━━━ Provided passage ━━━
Without it, a transactional education will allow many of our students to become mediocre participants in learning, and it will also put minorities and poverty-stricken children in an even more dangerous place. The absence of in-person, or relational, academics only contributes to the gap in learning in these at-risk groups. According to an article posted in January 2019 at Inside Higher Ed, titled “Takedown of Online Education,” online education fails when teachers and students have no real-time contact.

However, when there are opportunities for greater interaction with an instructor, especially in hybrid teaching models, students perform better and hold themselves more accountable for the work they produce.

Without that relational element, even on a small scale, online learning is transactional, at best.

We must find ways to have students own their learning, especially with there being limitations in our face-to-face meetings.

At the beginning of each year, I introduce the acronym WIIFM to my students, and I encourage them to embrace a very selfish “What’s In It For Me” mentality in everything we do. It invites them to own the material we discuss in class and make it relevant to their own lives: where they’ve been, who they are, and where they are going.

Throughout the year, my students tell me they are “WIIFMing” the material, or the point another student is making, or the epiphany they are experiencing in synthesizing content between English and other classes.

The question for teachers in my neighborhood, in my county, in our state, and across the nation is clear: How do we have our students embrace a WIIFM approach to education when the relational component established at the beginning of the school year is clearly missing?

In my other class, journalism, the students knew each other well, even though their ages spanned the four-year spread of high school. They understood their needs, their nuances, their strengths because they had worked closely together for 6 months in an environment that encouraged mutual trust and respect. They thrived in those last two months simply because the team dynamic was already firmly in place. It’s the relational foundation that made this possible.

If and when our classes begin outside of the classrooms in the fall of the new school year, and as teachers are meeting their students for the first time in little video boxes on aging school-issued laptops, we will need to be mindful of how we make education a relational experience. Some students will step up, embrace the WIIFM mantra, and take good care of themselves. But many will rely on a solely transactional relationship of points and deadlines, based on bare minimums in playing the game of pass and fail. We might be able to figure out the logistics and schedules of making sure everybody gets an equitable, educational experience, but the bigger issue we all need to consider now is how we make those experiences relational from the beginning.

An ideal scenario would be having students somehow meeting their teachers – in person – prior to or in the first week of classes. Even though the meet-and-greet will be an event that upholds all the measures of social distancing and the use of face coverings, we need an opportunity to meet our students, and they need the opportunity to meet us.

I’m throwing around a hundred different ideas that all seem ideal on paper, like each child sharing a 60-second infomercial on who they are, and what they look forward to in the coming year. But I know that this doesn’t work for all students, for many valid reasons. Technology, privacy issues, and home environments all lead to limitations that can’t easily be fixed for short home movies, not to mention the challenges we might face with authenticity and truth.

But we must find a way for that community to be built not on a screen but in real time, in a real place face to face (or even mask to mask). Our learning environment established early in September must be genuine, where we all have the courage to WIIFM the experience and take our learning seriously, and for all the right reasons.

We cannot allow the pandemic to derail our educational goals; instead, we must rise to the challenge of becoming better teachers in providing the opportunities our students need to own the education they deserve.
━━━ Provided records ━━━
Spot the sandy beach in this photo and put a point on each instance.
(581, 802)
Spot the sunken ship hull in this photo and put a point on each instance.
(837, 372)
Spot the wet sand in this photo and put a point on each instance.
━━━
▸ **Directions**: Reproduce the part of the passage on relational teaching that runs between "But we must" and "the right reasons.", inclusive. The records come from a different source than the passage.

▸ **Task response**:
But we must find a way for that community to be built not on a screen but in real time, in a real place face to face (or even mask to mask). Our learning environment established early in September must be genuine, where we all have the courage to WIIFM the experience and take our learning seriously, and for all the right reasons.